All entries are to be retyped without alteration.

BEGIN

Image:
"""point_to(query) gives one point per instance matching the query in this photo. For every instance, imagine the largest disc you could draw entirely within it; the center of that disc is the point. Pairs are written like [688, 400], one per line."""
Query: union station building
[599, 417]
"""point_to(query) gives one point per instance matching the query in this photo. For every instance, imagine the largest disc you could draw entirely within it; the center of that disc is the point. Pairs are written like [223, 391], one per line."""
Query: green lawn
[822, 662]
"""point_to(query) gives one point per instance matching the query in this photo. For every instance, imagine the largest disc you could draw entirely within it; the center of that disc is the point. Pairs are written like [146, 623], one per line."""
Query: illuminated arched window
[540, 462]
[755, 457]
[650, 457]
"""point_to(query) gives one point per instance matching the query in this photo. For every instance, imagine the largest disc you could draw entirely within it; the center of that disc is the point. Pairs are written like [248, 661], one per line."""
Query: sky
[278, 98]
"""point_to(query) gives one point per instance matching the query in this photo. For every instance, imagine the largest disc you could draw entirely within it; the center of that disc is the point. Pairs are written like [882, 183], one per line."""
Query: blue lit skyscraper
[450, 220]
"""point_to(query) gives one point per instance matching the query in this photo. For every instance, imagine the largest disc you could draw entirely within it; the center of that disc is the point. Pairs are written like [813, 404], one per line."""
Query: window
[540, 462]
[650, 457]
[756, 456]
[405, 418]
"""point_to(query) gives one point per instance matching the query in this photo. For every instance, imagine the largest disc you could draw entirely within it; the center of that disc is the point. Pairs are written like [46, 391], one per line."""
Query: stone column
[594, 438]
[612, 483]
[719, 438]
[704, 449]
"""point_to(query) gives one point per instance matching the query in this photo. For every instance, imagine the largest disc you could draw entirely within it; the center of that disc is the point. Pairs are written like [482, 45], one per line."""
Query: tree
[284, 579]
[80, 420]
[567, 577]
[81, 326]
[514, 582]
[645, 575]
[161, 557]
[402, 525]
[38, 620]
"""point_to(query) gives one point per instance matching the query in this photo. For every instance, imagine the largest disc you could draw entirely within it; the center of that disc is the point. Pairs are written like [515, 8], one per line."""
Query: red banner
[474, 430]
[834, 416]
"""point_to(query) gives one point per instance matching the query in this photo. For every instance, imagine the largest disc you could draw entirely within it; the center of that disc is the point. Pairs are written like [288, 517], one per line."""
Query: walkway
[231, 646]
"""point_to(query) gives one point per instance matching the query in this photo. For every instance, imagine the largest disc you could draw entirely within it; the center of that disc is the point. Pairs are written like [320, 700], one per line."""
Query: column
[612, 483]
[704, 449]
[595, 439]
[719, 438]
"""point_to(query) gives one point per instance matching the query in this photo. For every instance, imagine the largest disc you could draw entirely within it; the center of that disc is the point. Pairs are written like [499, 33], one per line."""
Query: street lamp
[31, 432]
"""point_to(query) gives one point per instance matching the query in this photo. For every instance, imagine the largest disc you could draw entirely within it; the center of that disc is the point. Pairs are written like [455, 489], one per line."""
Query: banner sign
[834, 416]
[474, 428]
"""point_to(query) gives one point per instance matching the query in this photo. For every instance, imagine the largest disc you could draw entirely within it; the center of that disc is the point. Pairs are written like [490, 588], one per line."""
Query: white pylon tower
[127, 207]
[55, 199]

END

# Solution to this exercise:
Image:
"""point_to(query) gives one point per instance matching the query in this photo. For every instance, imagine the largest disc you could draw entirely within it; the center of that disc is the point. Pairs are written like [688, 400], one per line."""
Query: union station building
[599, 417]
"""point_to(query) gives one point per instance matching the query in this photo. For every instance, imagine the largest disc you could draw entirely within it; the center of that disc is the point. Pairs are written like [223, 391], one per line."""
Query: green lawn
[822, 662]
"""point_to(query) gives one point per instance matching the query in this photo. For every instance, imagine the largest disc you could draw entirely within it; the center of that disc is the point. Pairs are written like [146, 623], one per line."""
Query: illuminated arched window
[540, 462]
[755, 457]
[650, 457]
"""point_to(query) gives one point per instance matching the query in this photo. For every instance, imagine the largest disc you could draw entirely within it; the center of that disc is the point. Pairs are written like [248, 661], one per line."""
Query: sky
[278, 98]
"""point_to(query) gives one point per instance matching the query in this photo. For every instance, imagine the largest disc you could draw entirely within it; the center of that disc is the point. Pairs are written like [882, 183], one per line."""
Query: blue lit skyscraper
[450, 220]
"""point_to(query) gives one point per instance matching the query in this photo. For every instance, imagine the largest disc you could draw entirely within it; the center of that disc is the point. Pairs are written like [813, 404], one per line."""
Query: window
[540, 462]
[650, 457]
[756, 456]
[405, 418]
"""point_to(query) gives one point per instance matching the query in this photo. For every instance, imagine the largest disc you could draw entirely within it; the center of that disc is the point. Pairs are written like [46, 391], one per line."""
Query: stone column
[594, 438]
[612, 483]
[719, 438]
[704, 449]
"""point_to(query) gives one point per instance matching the query in this photo. For every instance, imagine the largest disc you could draw entirely within it; the center of that disc is the point. Pairs are written like [482, 45], one per line."""
Query: tree
[284, 579]
[80, 420]
[567, 577]
[81, 326]
[514, 582]
[645, 575]
[161, 557]
[402, 525]
[38, 620]
"""point_to(query) gives one point per instance matching the query in this photo. For every instance, imagine the largest disc you could draw entirely within it; the center of that disc is the point. Pairs are written like [515, 8], one per line."""
Query: red banner
[474, 430]
[834, 416]
"""point_to(query) gives one point per instance matching the query in this photo. For every instance, imagine the largest disc you could draw entirely within it; the center of that disc is the point. Pairs are written like [288, 517], one per line."""
Query: walkway
[231, 646]
"""point_to(query) gives one point per instance matching the query in this photo. For every instance, imagine the largest disc you could draw entirely within it; the center of that disc is the point. Pairs are written like [320, 700], one per line."""
Query: column
[612, 483]
[704, 449]
[595, 439]
[719, 438]
"""point_to(query) gives one point per instance matching the query in this photo. For every instance, imagine the largest disc you could draw entirely within it; the center of that disc is the point. Pairs are written like [499, 33], one per line."""
Query: street lamp
[31, 432]
"""point_to(query) gives one point per instance matching the query in this photo. For every instance, imagine the largest disc you could draw entirely within it; the center of that disc is the point. Pairs are written like [455, 489], one per line."""
Query: banner sign
[834, 416]
[474, 428]
"""point_to(query) gives one point per instance matching the query in this photo. For every instance, imagine the largest disc you could draw entirely within it; the center of that disc is the point. Pairs are written like [490, 588], one per line."""
Query: white pylon tower
[127, 207]
[55, 199]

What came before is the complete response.